> [WHAT YOU ARE ASKED TO DO] Pull every line out of the entries below and copy each one character for character.

> [PROVIDED INFORMATION]
************

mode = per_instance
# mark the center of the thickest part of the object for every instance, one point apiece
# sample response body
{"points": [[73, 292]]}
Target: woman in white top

************

> [TASK SOLUTION]
mode = per_instance
# mark the center of the thickest part of the object for every instance, one point apiece
# sample response body
{"points": [[73, 292]]}
Target: woman in white top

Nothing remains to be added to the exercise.